### RECORD EXTRACTS
----
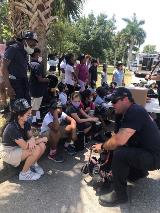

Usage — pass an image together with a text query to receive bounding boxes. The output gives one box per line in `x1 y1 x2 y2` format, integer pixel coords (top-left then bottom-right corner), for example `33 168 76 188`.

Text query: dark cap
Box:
116 61 124 67
50 101 62 110
111 87 132 101
22 31 38 43
12 98 31 112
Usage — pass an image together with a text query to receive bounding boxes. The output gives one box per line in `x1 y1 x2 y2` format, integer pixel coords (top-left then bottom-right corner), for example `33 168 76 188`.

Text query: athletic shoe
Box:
48 149 56 160
48 154 64 163
31 164 44 175
19 170 41 180
65 144 77 155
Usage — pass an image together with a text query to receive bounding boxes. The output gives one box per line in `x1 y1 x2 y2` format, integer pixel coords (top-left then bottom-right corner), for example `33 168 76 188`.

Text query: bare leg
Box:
22 145 42 172
49 130 61 149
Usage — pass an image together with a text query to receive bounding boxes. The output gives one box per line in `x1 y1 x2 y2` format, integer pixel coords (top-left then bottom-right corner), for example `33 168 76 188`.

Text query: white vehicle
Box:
135 53 159 77
130 61 137 72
----
### WRITTEN REQUEST
Please output every line of the data above as a JSON list of strings, one string per line. Skip blank lines and leave the pictures out.

### FINISHED EXERCISE
[
  "Usage — pass an image together with a text query to receive bounding boxes. The output gives one box per line in `x1 y1 x2 y2` format, integer pixel coords (top-left then bottom-right corner), for example `33 168 76 188`.",
  "Text query: dark cap",
  "Box:",
  "116 61 124 67",
  "50 101 62 110",
  "111 87 132 101",
  "22 31 38 43",
  "12 98 31 112",
  "Usage — pass an image together with a text query to receive bounding boxes. The output gives one box per line in `x1 y1 x2 y2` format, integer pixel coords (top-left then bottom-right corner), for example `33 168 76 188`.",
  "Text query: athletic shoe",
  "Box:",
  "48 149 56 160",
  "48 154 64 163",
  "31 164 44 175",
  "19 170 41 180",
  "65 144 77 155",
  "Usage — pass an image together with a text query to receive bounding boxes. The output gives one box per line in `x1 y1 x2 y2` format, integer pixel coords (top-left then bottom-right corner), for example `33 168 76 188`.",
  "Text query: bare leg",
  "Box:",
  "22 145 42 172",
  "49 130 61 149",
  "Usage — pass an image together with a text query to receive bounding boxes. The output gives one box per line in `x1 y1 x2 y2` format, integer pixel coords (top-left then bottom-right corner), for example `33 168 76 188`.",
  "Text query: white vehicle",
  "Box:",
  "135 53 159 77",
  "130 61 137 72"
]